Challenge 1 → In the code page below, which model name is assigned for paraphrasing?

___ Passage given

Spaces:

Siddhant-Jain
/

ai-text-humanizer

Running

File size: 9,250 Bytes

850a7ff

import gradio as gr
from transformers import AutoTokenizer, AutoModelForSeq2SeqLM
import torch
import random
import re
import warnings
warnings.filterwarnings("ignore")

class SimpleHumanizer:
    def __init__(self):
        # Load a reliable T5 model for paraphrasing
        try:
            self.model_name = "Vamsi/T5_Paraphrase_Paws"
            self.tokenizer = AutoTokenizer.from_pretrained(self.model_name, use_fast=False)
            self.model = AutoModelForSeq2SeqLM.from_pretrained(self.model_name)
            print("✅ Model loaded successfully")
        except Exception as e:
            print(f"❌ Error loading model: {e}")
            self.tokenizer = None
            self.model = None
    
    def add_variations(self, text):
        """Add simple variations to make text more natural"""
        # Common academic phrase variations
        replacements = {
            "shows that": ["demonstrates that", "indicates that", "reveals that", "suggests that"],
            "results in": ["leads to", "causes", "produces", "generates"],
            "due to": ["because of", "owing to", "as a result of", "on account of"],
            "in order to": ["to", "so as to", "with the aim of", "for the purpose of"],
            "as well as": ["and", "along with", "together with", "in addition to"],
            "therefore": ["thus", "hence", "consequently", "as a result"],
            "however": ["nevertheless", "nonetheless", "on the other hand", "yet"],
            "furthermore": ["moreover", "additionally", "in addition", "what is more"],
            "significant": ["notable", "considerable", "substantial", "important"],
            "important": ["crucial", "vital", "essential", "key"],
            "analyze": ["examine", "investigate", "study", "assess"],
            "demonstrate": ["show", "illustrate", "reveal", "display"],
            "utilize": ["use", "employ", "apply", "implement"]
        }
        
        result = text
        for original, alternatives in replacements.items():
            if original in result.lower():
                replacement = random.choice(alternatives)

______

Challenge 2 → From the rows, print the lines between the one holding "Mark the innermost point of each instance of the man's right" and the one holding "x=100, y=277", inclusive.

___ Material for the task

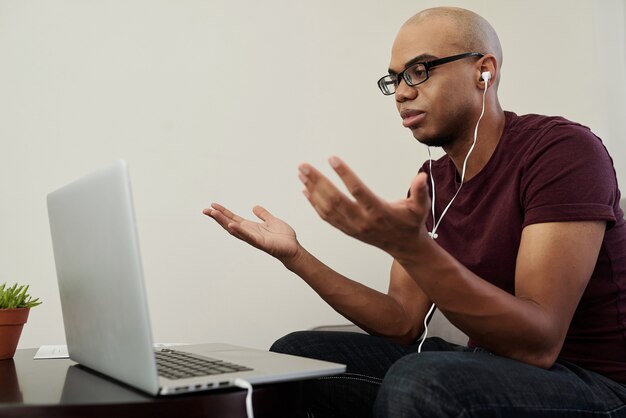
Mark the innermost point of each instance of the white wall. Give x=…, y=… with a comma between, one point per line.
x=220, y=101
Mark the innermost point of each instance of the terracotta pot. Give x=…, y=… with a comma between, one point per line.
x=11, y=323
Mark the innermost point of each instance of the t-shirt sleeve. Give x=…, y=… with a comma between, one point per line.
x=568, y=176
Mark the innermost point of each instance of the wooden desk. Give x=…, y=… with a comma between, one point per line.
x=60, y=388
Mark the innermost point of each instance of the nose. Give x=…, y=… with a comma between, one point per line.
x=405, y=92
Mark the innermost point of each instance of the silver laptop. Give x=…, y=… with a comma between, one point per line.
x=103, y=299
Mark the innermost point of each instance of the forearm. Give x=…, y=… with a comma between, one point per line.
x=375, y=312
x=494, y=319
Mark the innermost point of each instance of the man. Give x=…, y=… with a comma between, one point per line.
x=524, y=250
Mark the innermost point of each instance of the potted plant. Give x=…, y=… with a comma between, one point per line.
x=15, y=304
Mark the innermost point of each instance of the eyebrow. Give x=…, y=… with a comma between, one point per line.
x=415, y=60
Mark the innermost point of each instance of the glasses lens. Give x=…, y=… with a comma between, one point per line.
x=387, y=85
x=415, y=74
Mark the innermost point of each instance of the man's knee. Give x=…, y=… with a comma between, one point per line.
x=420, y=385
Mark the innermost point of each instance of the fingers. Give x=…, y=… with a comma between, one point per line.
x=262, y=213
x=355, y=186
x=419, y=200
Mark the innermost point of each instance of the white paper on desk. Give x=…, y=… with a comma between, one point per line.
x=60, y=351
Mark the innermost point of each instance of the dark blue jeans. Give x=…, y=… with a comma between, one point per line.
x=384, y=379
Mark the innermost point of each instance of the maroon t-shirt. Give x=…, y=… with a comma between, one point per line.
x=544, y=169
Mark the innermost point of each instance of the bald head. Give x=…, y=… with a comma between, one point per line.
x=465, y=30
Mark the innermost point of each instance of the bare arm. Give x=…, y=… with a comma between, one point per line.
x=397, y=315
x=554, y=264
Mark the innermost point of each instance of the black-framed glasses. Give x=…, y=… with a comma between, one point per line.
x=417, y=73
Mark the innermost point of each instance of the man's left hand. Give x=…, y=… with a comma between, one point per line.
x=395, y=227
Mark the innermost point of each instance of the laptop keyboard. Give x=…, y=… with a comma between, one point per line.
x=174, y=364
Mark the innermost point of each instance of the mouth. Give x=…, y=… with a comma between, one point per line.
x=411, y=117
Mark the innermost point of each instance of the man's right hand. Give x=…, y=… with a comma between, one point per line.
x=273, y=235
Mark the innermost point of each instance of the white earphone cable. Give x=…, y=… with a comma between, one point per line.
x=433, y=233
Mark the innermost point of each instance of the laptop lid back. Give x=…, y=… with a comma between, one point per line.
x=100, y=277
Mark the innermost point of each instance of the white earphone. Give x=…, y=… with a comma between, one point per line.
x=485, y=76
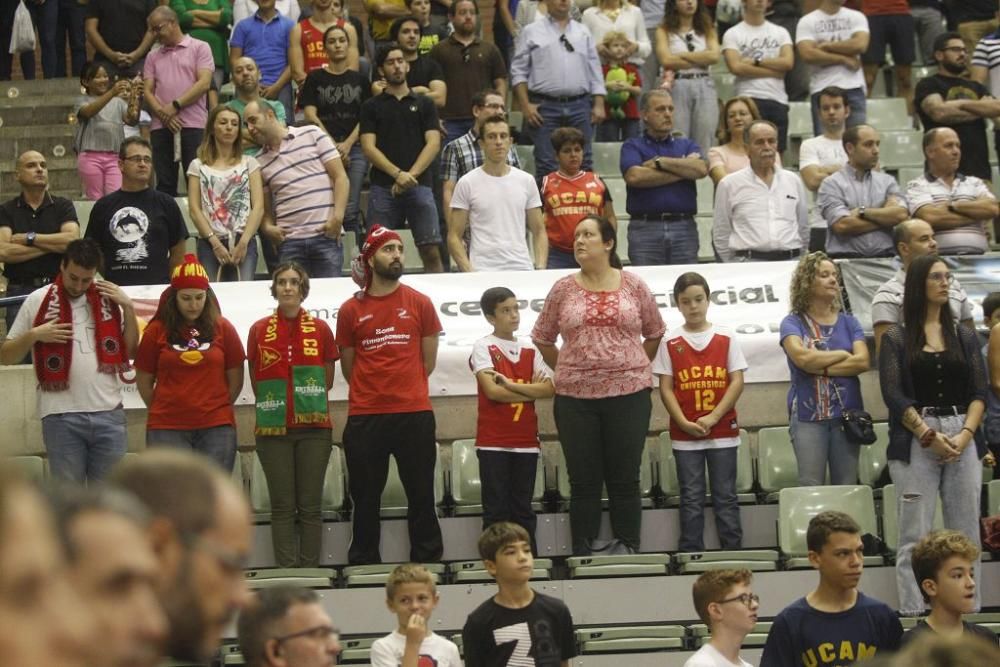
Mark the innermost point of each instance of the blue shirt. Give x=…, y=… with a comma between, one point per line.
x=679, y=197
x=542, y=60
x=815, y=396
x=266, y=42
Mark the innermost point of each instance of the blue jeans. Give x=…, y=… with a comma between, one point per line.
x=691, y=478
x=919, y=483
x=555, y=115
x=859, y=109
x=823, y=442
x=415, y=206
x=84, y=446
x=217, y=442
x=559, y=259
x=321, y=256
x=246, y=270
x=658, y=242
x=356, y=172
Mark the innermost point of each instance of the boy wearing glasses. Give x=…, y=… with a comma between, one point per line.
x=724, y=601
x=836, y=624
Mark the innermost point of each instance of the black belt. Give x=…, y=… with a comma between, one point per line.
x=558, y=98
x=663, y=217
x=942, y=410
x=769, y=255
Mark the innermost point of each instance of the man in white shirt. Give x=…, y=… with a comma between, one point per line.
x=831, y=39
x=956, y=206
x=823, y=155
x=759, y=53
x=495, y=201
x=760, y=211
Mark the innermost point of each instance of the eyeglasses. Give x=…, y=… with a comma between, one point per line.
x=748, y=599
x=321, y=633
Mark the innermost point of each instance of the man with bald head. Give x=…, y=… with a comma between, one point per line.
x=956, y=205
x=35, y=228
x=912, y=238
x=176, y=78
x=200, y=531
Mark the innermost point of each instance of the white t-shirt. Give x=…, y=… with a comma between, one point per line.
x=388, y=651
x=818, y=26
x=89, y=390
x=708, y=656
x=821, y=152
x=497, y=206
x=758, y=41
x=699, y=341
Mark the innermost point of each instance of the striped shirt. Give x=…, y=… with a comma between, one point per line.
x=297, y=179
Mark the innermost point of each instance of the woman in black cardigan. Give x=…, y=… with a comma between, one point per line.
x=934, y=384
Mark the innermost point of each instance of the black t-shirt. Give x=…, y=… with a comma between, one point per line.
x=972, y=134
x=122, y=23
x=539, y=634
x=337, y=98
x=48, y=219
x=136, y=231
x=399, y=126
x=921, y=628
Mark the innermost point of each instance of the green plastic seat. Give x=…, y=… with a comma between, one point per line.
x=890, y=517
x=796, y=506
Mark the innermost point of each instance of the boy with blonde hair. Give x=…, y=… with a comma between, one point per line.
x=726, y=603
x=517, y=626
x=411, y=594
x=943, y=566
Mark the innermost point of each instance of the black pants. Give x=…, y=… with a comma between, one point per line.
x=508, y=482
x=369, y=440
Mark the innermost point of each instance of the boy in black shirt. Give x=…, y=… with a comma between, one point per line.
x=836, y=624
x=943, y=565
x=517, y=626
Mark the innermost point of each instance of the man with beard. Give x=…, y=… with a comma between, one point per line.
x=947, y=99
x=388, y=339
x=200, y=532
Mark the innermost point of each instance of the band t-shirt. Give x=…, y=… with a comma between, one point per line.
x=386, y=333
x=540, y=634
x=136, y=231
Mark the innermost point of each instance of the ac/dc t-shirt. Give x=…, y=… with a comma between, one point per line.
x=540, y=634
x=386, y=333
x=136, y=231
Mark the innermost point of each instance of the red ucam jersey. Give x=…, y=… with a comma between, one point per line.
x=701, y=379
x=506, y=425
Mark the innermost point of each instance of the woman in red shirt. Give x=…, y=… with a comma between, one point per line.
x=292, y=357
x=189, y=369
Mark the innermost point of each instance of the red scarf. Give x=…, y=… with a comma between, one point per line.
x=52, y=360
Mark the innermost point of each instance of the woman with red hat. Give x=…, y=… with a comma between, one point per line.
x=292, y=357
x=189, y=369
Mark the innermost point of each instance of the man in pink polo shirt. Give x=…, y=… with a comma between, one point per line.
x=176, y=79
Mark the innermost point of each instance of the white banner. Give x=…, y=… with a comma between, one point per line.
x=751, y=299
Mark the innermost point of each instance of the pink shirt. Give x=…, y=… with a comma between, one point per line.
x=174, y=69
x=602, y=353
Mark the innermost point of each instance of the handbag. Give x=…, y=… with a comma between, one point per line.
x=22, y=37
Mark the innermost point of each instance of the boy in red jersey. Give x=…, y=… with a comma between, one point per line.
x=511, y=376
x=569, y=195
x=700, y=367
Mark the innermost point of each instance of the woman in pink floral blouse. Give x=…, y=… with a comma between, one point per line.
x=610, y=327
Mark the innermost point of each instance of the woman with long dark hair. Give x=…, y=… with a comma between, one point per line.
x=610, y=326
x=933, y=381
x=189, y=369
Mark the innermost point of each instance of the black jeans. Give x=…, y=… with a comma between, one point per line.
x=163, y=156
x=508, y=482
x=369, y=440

______

Correct answer 1 → "Vamsi/T5_Paraphrase_Paws"

Correct answer 2 →
Mark the innermost point of each instance of the man's right hand. Give x=…, y=… with a comma between, one point per line.
x=273, y=235
Mark the innermost point of each instance of the white earphone cable. Give x=…, y=… with a comma between, one point per line.
x=433, y=233
Mark the innermost point of each instance of the laptop lid back. Give x=…, y=… with a comma between, one point per line.
x=100, y=277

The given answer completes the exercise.